Stated problem:
From the getfem_plasticity.cc commit below, copy the text from "static void ga_init_scalar(bgeot::multi_index" up to and including "M, size_type N)".

### Excerpted passage

[Getfem-commits] r4841 - /trunk/getfem/src/getfem_plasticity.cc

[logari81]

Author: logari81
Date: Fri Jan 23 08:21:28 2015
New Revision: 4841

URL: http://svn.gna.org/viewcvs/getfem?rev=4841&view=rev
Log:
add logm and normalization operators to the generic assembly language

Modified:
    trunk/getfem/src/getfem_plasticity.cc

Modified: trunk/getfem/src/getfem_plasticity.cc
URL: 
http://svn.gna.org/viewcvs/getfem/trunk/getfem/src/getfem_plasticity.cc?rev=4841&r1=4840&r2=4841&view=diff
==============================================================================
--- trunk/getfem/src/getfem_plasticity.cc       (original)
+++ trunk/getfem/src/getfem_plasticity.cc       Fri Jan 23 08:21:28 2015
@@ -24,6 +24,7 @@
 #include "getfem/getfem_plasticity.h"
 #include "getfem/getfem_interpolation.h"
 #include "getfem/getfem_generic_assembly.h"
+#include "gmm/gmm_dense_matrix_functions.h"
 
 
 namespace getfem {
@@ -690,10 +691,10 @@
   //=========================================================================
 
   static void ga_init_scalar(bgeot::multi_index &mi) { mi.resize(0); }
-  //  static void ga_init_vector(bgeot::multi_index &mi, size_type N)
-  // { mi.resize(1); mi[0] = N; }
+  static void ga_init_vector(bgeot::multi_index &mi, size_type N)
+    { mi.resize(1); mi[0] = N; }
   static void ga_init_matrix(bgeot::multi_index &mi, size_type M, size_type N)
-  { mi.resize(2); mi[0] = M; mi[1] = N; }
+    { mi.resize(2); mi[0] = M; mi[1] = N; }
   static void ga_init_square_matrix(bgeot::multi_index &mi, size_type N)
     { mi.resize(2); mi[0] = mi[1] = N; }
 
@@ -804,26 +805,24 @@
     return true;
   }
 
-  // not tested
-  bool logm(const base_matrix &a, base_matrix &alog, scalar_type tol=1e-15) {
-
-    base_matrix atmp(a), b(a), bn(a);
-    gmm::copy(gmm::scaled(a, scalar_type(-1)), b);
-    gmm::add(gmm::identity_matrix(), b); // b = I-a
-    gmm::copy(b, alog);
-    gmm::copy(b, bn);
-    for (size_type n=2; n < 30; ++n) {
-      gmm::mult(bn, b, atmp);
-      gmm::copy(atmp, bn);
-      gmm::scale(atmp, scalar_type(1)/scalar_type(n));
-      gmm::add(atmp, alog);
-      if (gmm::mat_euclidean_norm(atmp) < tol) {
-        gmm::scale(alog, scalar_type(-1));
-        return true;
-      }
-    }
-    gmm::scale(alog, scalar_type(-1));
-    return false;
+  bool logm_deriv(const base_matrix &a, base_tensor &dalog,
+                  base_matrix *palog=NULL) {
+
+    size_type N = gmm::mat_nrows(a);
+    base_matrix a1(a), alog1(a), alog(a);
+    logm(a, alog);
+    scalar_type eps(1e-8);
+    for (size_type k=0; k < N; ++k)

######
### Records supplied

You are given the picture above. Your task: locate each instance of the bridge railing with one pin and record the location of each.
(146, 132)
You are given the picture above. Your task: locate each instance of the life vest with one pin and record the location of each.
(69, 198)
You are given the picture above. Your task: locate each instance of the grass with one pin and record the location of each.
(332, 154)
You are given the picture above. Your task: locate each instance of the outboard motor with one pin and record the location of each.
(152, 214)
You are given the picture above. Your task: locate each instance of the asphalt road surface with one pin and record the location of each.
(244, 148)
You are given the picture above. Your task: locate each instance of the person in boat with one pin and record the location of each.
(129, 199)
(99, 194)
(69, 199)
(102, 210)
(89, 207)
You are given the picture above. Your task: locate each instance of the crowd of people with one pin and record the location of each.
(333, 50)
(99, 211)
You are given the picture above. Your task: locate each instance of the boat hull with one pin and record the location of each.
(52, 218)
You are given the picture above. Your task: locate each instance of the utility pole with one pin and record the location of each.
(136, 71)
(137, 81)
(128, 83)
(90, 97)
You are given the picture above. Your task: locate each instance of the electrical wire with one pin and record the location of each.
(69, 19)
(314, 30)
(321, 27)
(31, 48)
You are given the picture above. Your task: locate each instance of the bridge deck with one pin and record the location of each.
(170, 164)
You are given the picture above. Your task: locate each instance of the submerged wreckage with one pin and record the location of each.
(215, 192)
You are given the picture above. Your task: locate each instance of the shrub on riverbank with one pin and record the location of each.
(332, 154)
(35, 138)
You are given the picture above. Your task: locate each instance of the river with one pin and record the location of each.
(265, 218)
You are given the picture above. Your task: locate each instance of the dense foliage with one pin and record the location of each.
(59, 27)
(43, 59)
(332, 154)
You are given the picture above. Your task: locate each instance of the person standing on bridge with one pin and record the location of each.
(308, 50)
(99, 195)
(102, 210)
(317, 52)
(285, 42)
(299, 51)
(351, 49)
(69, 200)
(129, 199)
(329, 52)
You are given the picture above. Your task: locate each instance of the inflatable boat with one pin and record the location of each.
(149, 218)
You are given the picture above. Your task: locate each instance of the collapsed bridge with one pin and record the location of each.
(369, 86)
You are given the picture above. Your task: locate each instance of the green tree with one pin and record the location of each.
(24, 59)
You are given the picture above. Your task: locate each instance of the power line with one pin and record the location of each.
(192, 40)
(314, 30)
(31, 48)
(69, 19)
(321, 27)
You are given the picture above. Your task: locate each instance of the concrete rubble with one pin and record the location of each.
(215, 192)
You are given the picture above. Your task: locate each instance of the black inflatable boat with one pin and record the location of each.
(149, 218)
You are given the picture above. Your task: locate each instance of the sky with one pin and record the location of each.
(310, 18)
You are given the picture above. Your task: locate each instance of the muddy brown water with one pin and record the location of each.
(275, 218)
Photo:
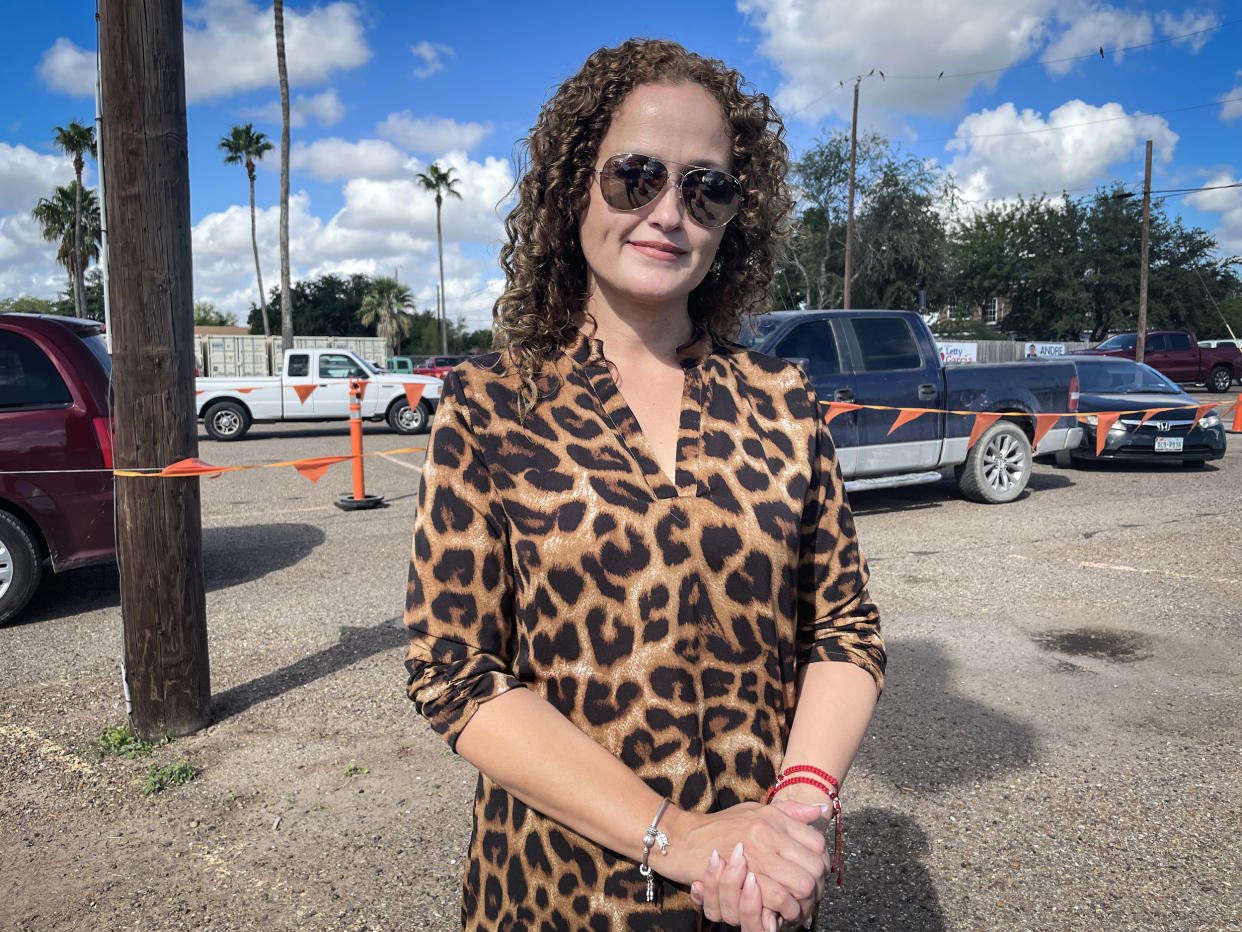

######

Answer for the task:
static void ga_init_scalar(bgeot::multi_index &mi) { mi.resize(0); }
-  //  static void ga_init_vector(bgeot::multi_index &mi, size_type N)
-  // { mi.resize(1); mi[0] = N; }
+  static void ga_init_vector(bgeot::multi_index &mi, size_type N)
+    { mi.resize(1); mi[0] = N; }
   static void ga_init_matrix(bgeot::multi_index &mi, size_type M, size_type N)